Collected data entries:
........
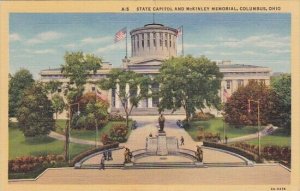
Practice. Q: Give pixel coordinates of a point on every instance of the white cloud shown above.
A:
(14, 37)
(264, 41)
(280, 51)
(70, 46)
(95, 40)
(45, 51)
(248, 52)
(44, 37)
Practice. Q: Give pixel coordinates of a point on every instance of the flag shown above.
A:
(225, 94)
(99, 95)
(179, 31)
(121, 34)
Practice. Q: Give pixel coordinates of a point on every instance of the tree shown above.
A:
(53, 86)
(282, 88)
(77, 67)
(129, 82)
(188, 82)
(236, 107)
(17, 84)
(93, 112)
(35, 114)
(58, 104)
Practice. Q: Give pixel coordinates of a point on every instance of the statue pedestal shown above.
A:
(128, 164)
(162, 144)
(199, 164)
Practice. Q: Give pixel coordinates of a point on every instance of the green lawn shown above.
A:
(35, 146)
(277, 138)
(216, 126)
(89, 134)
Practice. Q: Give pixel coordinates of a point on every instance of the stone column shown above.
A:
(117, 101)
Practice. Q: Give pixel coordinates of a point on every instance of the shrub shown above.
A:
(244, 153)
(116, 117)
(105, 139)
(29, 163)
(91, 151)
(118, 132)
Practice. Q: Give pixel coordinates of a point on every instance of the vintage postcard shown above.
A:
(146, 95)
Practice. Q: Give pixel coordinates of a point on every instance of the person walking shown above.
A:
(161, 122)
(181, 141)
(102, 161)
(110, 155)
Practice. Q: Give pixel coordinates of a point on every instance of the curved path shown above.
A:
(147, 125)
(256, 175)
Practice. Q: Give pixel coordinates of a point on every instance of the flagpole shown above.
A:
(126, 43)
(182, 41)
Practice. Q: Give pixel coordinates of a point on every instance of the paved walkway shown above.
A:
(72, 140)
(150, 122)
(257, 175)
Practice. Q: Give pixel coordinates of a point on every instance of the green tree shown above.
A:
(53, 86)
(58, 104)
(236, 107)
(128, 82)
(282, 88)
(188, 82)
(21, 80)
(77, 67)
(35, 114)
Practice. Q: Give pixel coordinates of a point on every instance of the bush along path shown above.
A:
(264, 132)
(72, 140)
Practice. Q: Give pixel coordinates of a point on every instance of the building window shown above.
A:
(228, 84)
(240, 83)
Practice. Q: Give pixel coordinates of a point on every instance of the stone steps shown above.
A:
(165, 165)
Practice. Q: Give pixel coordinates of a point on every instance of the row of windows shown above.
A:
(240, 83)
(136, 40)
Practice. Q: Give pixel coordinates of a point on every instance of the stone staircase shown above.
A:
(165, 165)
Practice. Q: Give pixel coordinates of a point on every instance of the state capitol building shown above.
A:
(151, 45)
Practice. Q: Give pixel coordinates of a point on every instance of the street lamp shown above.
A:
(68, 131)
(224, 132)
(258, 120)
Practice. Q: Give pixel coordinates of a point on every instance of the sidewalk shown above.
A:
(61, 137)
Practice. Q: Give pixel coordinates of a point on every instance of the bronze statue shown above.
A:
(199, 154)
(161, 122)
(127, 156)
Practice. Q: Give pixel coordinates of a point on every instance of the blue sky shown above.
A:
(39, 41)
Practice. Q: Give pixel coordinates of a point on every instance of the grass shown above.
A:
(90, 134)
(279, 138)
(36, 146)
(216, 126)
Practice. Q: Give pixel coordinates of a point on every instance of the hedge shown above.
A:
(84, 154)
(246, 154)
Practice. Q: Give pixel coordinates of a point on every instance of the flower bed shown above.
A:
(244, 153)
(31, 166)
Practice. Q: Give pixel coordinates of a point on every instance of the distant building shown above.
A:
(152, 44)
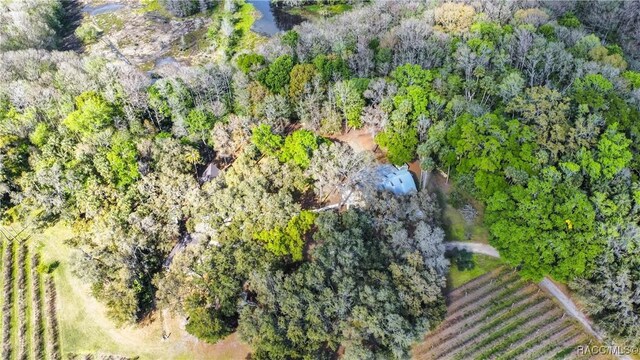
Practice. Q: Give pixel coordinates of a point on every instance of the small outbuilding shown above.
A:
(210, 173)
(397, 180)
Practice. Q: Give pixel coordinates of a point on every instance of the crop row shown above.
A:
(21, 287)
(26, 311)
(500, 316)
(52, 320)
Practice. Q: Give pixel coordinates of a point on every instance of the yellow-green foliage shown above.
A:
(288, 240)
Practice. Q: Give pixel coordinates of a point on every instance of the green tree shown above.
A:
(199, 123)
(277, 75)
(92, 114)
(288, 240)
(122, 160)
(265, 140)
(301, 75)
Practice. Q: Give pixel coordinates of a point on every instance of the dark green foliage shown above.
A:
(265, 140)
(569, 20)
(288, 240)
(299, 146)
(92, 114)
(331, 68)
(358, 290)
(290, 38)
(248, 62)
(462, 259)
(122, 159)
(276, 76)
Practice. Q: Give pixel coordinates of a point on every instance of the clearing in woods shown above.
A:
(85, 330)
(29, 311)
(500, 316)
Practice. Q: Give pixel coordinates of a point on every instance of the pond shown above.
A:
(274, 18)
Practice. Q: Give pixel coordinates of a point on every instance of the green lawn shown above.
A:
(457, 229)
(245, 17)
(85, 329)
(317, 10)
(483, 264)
........
■ DIRECTIONS FOR THIS TASK
For every line in the data above that holds "path", return the line itself.

■ FINAL ANSWER
Practice. Q: Give pixel coordinates of a point on every instance of the curved path shown above.
Practice. Q: Give pixel coordinates of a point on every instance of the bush along path shown above.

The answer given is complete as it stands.